1/2 Tsp vanilla extract
2 Cups chopped pecans + 1/2 Cup not chopped pecans (for decoration on top)
1 1/4 Cups gluten free flour. Bob’s Red Mill Gluten Free 1-to-1 Baking Flour turned out great and was cheaper than other gluten free flours.
1 Tablespoons sugar substitute. I used Stevia, which has a conversion rate of 1/3 tsp -> 1 Tbsp sugar.
1/4 Tsp salt.
1/2 Cup cold vegetable shortening. The cold part is important. If it’s too warm it gets too melty and makes the crust seem wet so it sticks and won’t roll. Seriously, this makes a difference. Just put it in the freezer while you make the filling.
1/4 Tsp apple cider vinegar (not sure why but it was in the recipe I borrowed from.)
Up to 3 Tbsp cold water.
Make it like a regular pie crust. Mix the dry ingredients together, then cut in the shortening using forks until you have pea sized pieces. Add the eggs and vinegar and mix some more. Then take one tablespoon at a time of the water and add it to a small part of the crust and mix it until it’s crust-like. Do that until you’ve gotten the whole crust. Then flour a table and roll it out to make your crust.
Bake at 350
Preheat the oven first. Put the crust in the bottom of your pie tin and flute the edge. Then put in the filling. Then delicately put on some decorative half-pecans in a pattern. Protect the crust with a ring of tinfoil around the edge. Bake for 20 minutes. Take the tin foil off and bake for another 25 minutes. Take it out and let it cool.
I’m not going to write some super long back story behind this pie. It’s a good recipe. It took me three tries to refine it. I made it for my partner, and she really liked it.
I tried corn starch but it wasn’t very good. I tried all Stevia but that left a bad aftertaste. This filling nailed it:
4 Tbsp quick-cooking tapioca
1/8 Tsp salt
1 Cup sugar substitute. Doing Stevia is ok, but I didn’t like the aftertaste so it turned out 1/2 Stevia and 1/2 Agave nectar worked out perfect. 1/2 Cup sugar substitute is 1 Tbsp Stevia, and the other 1/2 Cup sugar substitute is 1/3 Cup Agave nectar.
1/4 Tsp plus a smidge of almond extract. This is important. Almond extract smells like cherries. Try it. It adds a bunch of flavor.
1/2 Tsp vanilla extract. Because you should always add vanilla to everything.
4 Cups pitted cherries. Or 3 cans of tart cherries in water.

To do:
a: According to the pie recipe, how many tries did it take to refine the recipe?
b: Duplicate the portion of the pie recipe starting at "1/2 Cup cold" and ending at "I borrowed from.)".
c: Go on with the pie recipe from the point where it stops.
The records that come next are separate material and are not part of the pie recipe.

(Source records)
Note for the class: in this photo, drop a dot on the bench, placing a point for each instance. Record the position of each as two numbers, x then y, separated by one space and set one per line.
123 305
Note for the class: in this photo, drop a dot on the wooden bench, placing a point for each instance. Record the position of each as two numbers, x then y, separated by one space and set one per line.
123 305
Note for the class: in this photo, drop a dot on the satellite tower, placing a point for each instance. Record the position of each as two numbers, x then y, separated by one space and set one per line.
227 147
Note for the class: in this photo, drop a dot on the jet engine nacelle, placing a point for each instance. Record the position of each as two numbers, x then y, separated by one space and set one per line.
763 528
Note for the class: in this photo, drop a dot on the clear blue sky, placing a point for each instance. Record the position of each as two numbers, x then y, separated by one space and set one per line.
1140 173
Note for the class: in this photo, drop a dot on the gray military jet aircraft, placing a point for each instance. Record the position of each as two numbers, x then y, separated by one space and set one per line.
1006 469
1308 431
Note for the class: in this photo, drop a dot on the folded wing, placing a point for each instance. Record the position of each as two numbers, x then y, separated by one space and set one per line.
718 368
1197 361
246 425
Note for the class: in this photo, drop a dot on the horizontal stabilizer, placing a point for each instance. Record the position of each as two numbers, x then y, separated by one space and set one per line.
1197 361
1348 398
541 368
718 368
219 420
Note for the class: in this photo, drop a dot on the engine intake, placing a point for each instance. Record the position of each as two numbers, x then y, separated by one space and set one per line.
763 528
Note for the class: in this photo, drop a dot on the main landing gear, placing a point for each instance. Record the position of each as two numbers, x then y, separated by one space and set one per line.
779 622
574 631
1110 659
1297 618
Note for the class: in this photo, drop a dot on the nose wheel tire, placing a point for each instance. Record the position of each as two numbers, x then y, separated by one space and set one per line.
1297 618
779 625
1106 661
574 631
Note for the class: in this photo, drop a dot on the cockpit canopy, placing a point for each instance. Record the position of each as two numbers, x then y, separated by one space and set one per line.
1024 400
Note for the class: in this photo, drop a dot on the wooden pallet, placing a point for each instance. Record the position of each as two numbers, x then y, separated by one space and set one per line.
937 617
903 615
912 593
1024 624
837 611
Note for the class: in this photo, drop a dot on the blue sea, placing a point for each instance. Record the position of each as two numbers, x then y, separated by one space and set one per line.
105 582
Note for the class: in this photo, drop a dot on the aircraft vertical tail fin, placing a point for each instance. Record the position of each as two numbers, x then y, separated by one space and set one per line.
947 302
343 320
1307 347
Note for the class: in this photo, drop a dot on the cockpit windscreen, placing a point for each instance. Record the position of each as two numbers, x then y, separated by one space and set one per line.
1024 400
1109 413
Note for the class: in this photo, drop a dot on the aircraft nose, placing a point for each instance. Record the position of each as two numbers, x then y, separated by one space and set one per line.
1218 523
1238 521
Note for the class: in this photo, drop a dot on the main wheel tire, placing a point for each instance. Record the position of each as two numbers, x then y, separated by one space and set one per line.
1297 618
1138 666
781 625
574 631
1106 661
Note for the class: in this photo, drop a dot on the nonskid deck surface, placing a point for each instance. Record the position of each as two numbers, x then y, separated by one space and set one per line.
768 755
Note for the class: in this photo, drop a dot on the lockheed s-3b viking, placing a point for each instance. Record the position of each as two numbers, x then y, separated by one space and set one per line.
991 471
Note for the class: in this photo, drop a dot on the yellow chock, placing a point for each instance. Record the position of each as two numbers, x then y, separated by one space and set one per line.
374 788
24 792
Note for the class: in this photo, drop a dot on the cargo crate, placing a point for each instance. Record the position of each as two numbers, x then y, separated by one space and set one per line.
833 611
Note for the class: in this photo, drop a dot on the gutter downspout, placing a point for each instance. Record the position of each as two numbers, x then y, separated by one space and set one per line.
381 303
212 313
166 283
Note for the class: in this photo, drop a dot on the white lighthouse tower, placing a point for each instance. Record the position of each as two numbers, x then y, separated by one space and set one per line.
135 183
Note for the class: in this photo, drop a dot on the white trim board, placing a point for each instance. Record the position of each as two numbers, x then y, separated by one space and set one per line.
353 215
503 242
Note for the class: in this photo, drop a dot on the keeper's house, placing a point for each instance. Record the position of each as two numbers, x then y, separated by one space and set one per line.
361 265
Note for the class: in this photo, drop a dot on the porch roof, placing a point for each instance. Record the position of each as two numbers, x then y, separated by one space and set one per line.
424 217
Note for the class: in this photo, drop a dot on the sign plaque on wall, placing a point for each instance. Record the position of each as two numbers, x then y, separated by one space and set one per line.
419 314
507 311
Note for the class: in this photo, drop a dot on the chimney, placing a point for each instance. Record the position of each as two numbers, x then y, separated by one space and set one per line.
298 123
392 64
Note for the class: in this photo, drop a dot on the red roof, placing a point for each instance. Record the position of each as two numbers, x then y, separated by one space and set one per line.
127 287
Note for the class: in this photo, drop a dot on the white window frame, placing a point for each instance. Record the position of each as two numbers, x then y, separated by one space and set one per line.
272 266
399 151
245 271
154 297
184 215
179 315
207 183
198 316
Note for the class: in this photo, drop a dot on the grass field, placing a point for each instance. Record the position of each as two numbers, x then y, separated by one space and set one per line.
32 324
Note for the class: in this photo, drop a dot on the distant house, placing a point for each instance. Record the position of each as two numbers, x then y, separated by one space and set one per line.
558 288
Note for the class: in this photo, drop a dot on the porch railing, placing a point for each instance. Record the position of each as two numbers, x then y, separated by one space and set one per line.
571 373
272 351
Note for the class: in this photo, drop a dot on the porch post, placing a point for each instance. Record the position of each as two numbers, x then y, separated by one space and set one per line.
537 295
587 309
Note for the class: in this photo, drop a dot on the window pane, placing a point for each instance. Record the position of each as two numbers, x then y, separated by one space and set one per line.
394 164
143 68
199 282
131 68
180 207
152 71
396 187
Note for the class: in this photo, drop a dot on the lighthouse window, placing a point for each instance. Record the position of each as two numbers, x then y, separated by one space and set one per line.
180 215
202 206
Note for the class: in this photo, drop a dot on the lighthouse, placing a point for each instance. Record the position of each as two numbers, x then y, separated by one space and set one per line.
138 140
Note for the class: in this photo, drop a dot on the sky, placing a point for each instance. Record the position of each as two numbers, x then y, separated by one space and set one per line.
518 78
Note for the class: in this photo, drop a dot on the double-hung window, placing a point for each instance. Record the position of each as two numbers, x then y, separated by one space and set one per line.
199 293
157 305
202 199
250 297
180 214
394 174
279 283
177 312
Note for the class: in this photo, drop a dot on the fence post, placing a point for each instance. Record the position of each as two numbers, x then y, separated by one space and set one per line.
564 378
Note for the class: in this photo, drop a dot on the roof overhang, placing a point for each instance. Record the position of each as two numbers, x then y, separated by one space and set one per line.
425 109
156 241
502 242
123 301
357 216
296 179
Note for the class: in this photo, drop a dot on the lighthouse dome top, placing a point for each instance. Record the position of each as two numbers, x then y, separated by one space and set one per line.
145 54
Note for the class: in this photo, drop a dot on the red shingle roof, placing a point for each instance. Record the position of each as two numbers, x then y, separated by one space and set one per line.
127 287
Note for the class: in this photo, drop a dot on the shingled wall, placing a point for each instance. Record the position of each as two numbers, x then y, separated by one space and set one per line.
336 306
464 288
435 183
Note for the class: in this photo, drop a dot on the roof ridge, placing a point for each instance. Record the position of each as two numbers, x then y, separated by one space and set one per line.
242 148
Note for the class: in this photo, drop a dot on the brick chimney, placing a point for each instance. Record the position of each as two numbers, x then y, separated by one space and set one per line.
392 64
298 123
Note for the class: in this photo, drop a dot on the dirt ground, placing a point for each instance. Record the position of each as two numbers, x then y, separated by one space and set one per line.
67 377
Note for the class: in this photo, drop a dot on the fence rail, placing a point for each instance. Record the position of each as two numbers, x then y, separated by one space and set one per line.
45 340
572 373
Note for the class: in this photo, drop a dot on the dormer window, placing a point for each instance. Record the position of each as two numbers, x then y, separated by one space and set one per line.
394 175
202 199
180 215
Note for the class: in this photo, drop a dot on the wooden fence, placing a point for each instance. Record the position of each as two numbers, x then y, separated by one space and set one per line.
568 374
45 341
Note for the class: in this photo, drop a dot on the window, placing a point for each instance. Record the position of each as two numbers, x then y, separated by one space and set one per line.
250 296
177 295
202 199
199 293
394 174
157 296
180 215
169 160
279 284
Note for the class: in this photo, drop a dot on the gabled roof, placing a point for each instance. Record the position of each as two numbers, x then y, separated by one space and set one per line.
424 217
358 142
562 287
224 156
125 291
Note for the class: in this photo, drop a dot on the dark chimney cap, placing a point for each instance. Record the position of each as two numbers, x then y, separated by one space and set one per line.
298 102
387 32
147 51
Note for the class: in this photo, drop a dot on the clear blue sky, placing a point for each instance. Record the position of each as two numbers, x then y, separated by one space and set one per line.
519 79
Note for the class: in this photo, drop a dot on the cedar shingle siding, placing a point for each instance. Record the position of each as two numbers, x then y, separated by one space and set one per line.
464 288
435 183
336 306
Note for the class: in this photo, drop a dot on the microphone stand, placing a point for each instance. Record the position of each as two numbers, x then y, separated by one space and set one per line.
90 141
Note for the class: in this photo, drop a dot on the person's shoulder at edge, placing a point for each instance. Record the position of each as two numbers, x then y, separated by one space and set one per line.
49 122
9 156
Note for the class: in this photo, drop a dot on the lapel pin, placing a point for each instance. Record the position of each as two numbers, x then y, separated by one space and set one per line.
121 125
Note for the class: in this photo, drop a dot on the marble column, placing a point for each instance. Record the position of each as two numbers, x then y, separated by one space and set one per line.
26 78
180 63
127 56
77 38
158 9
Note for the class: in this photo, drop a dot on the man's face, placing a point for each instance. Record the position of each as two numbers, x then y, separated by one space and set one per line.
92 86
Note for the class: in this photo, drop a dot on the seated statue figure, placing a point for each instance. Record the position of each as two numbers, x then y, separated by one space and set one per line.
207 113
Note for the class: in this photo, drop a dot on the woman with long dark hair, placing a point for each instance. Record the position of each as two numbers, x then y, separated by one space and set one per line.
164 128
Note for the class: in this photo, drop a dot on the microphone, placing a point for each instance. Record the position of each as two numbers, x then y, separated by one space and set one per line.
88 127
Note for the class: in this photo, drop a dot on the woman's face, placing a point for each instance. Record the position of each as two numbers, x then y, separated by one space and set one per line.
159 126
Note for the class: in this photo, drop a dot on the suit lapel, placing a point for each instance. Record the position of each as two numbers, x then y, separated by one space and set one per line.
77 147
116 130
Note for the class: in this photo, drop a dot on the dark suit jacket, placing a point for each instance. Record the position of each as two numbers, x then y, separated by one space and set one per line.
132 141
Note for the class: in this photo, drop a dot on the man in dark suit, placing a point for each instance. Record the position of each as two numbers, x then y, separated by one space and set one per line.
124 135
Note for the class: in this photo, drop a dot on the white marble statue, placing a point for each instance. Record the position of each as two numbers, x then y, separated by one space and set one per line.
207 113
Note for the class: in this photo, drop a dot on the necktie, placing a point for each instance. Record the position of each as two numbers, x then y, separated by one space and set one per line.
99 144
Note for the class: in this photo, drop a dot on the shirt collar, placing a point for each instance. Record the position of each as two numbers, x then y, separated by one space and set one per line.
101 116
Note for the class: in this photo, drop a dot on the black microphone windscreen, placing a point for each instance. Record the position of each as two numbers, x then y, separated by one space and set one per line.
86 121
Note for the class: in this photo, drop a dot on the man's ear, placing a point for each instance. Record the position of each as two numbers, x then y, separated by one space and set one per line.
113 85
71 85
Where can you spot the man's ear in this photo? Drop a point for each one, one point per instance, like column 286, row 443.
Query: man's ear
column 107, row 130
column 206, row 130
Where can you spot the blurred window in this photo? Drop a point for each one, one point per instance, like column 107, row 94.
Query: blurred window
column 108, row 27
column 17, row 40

Responses in order:
a: Three tries.

b:
1/2 Cup cold vegetable shortening. The cold part is important. If it’s too warm it gets too melty and makes the crust seem wet so it sticks and won’t roll. Seriously, this makes a difference. Just put it in the freezer while you make the filling.
1/4 Tsp apple cider vinegar (not sure why but it was in the recipe I borrowed from.)

c:
Mix the dry things. Add in the wet things. Then add the cherries. Let it sit while you make the crust. I’m not kidding; the tapioca needs some time to do its thing.
Crust (enough for a top and bottom)
2 1/2 Cups gluten free flour. Bob’s Red Mill Gluten Free 1-to-1 Baking Flour turned out great and was cheaper than other gluten free flours.
2 Tablespoons sugar substitute. I used Stevia, which has a conversion rate of 1/3 tsp -> 1 Tbsp sugar.
1/2 Tsp salt.
1 Cup cold vegetable shortening. The cold part is important. If it’s too warm it gets too melty and makes the crust seem wet so it sticks and won’t roll. Seriously, this makes a difference.
1/2 Tsp apple cider vinegar (not sure why but it was in the recipe I borrowed from.
Up to 6 Tbsp cold water.
Make it like a regular pie crust. Mix the dry ingredients together, then cut in the shortening using forks until you have pea sized pieces. Add the eggs and vinegar and mix some more. Then take one tablespoon at a time of the water and add it to a small part of the crust and mix it until it’s crust-like. Do that until you’ve gotten the whole crust. Then split it in half, flour a table and roll the halves out to make your bottom and top crusts.
Bake at 400
Preheat the oven first. Put the bottom half of the crust in the bottom of your pie tin. Then put in the cherry filling. Then put the top half of the crust on top. Flute the edge and vent the top. Protect the crust with a ring of tinfoil around the edge. Bake for 20 minutes. Take the tin foil off and bake for another 25 minutes. Take it out and let it cool. You did a thing!